Selected text
►

Sorrel: My New Favorite Leafy Green

I’ve been branching out on what I eat for the last year. Picking up new veggies I’ve never heard of at a Farmer’s Market, trying blog recipes with flavors that are new to me, and learning to prepare organ meats.

Sorrel: My New Favorite Leafy Green | Body Wisdom Nutrition

Photo Credit: asgteach.com

We make green smoothies in the morning, and like to vary the leafy greens we use, so I bought a bag full of sorrel with that in mind.

What I learned is that I was stumbling upon one of my new favorite foods! Sorrel has a very pleasant lemony taste, a teeny bit sour, but not bitter at all. It makes a great smoothie, and is also amazing in a salad mix! We’ve been using it for both breakfast and dinner this week.

When I surfed the web I found that there are many varieties of sorrel (of course!), they aren’t all lemon-flavored, and often have a more sour or bitter taste. Apparently the young tender leaves of early Spring are the most mild.

I checked up on the known nutrition in sorrel (even though I believe there’s more to eating a leafy green than just the nutrients that have already been discovered). I found that sorrel is a source of Vitamin C, Vitamin A, calcium, magnesium, and a little bit of iron too. Sorrel gets compared with spinach and is used as a substitution, and like spinach it contains oxalic acid, so if you’re prone to kidney stones caused by this, you’ll want to limit raw sorrel.

Am I the only one who is new to sorrel? Any favorite uses, or recipes to share?

◄

Entries shown
►

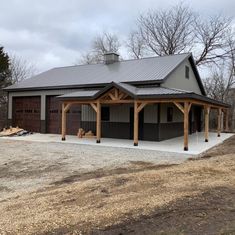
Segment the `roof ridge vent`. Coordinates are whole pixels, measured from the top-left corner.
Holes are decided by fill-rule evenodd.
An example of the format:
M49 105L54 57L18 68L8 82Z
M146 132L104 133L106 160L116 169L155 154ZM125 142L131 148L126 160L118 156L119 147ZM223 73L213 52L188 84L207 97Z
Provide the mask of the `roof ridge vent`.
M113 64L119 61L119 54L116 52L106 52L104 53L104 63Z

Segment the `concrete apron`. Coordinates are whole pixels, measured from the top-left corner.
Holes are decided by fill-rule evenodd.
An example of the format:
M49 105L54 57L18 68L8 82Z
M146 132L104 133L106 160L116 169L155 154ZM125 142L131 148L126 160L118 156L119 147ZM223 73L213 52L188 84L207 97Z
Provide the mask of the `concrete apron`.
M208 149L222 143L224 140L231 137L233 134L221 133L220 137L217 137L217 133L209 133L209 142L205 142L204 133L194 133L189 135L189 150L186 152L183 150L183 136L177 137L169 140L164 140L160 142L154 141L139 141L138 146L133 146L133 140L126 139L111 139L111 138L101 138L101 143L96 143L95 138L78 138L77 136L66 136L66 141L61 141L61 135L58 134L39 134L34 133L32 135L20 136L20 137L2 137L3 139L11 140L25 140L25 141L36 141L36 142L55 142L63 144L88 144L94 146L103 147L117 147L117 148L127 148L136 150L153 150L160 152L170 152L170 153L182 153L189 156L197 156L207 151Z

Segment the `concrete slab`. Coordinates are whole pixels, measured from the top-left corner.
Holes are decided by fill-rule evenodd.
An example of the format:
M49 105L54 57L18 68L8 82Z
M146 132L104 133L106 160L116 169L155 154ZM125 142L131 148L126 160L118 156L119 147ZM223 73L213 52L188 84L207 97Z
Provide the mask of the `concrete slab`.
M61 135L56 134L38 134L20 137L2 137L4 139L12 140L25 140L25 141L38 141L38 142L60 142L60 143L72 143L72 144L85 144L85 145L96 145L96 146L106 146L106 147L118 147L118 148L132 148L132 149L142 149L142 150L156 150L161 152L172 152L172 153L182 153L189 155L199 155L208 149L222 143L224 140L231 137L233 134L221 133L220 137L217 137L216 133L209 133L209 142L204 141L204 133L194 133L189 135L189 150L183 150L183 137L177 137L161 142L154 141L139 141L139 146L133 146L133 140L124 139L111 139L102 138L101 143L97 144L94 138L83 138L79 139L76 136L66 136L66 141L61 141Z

◄
►

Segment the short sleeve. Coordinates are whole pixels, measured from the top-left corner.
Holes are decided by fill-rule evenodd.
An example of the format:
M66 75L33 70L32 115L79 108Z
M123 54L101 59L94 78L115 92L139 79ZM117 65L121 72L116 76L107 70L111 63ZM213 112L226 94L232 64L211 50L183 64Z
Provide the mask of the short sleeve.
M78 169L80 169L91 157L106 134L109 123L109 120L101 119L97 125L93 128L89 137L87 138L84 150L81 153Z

◄

Exercises
1: Reproduce the passage of the sorrel article starting at "I checked up" and ending at "limit raw sorrel.".
2: According to the sorrel article, why should some people limit raw sorrel? Answer in one to three sentences.
3: Extend the sorrel article beyond its final sentence.
The listing is irrelevant to this exercise and may be disregarded.

Responses by task
1:
I checked up on the known nutrition in sorrel (even though I believe there’s more to eating a leafy green than just the nutrients that have already been discovered). I found that sorrel is a source of Vitamin C, Vitamin A, calcium, magnesium, and a little bit of iron too. Sorrel gets compared with spinach and is used as a substitution, and like spinach it contains oxalic acid, so if you’re prone to kidney stones caused by this, you’ll want to limit raw sorrel.

2: Like spinach, sorrel contains oxalic acid. People prone to kidney stones caused by oxalic acid should therefore limit raw sorrel.

3:
I see a sorrel pesto in my future!

*** Please note that I am a student and not a medical provider. Nothing posted on this site should be considered medical advice. ***

This post is part of Fight Back Friday at FoodRenegade.com!

Jim estill says:

I like sorrel mostly because it is the first green vegetable from the garden (perhaps tied to other perenials like parsley and chives).

It is a bit sour to use as a salad on its own but adding it to lettuce and spinach is an easy addition. I figure the variety is also good for me.

I also use it generously in soups (including those that do not call for it). I simply put it through the blender and it “disappears” and adds to the health of the broth.

It is so hardy in my garden it is almost weedlike. And it grows year after year (so I think it is perennial but it might jut be reseeding itself). And it rarely gets bugs.

All in all – 2 thumbs up to sorrel.

jennutrition says:

As a beginner gardener, this sounds like just my type of green to grow!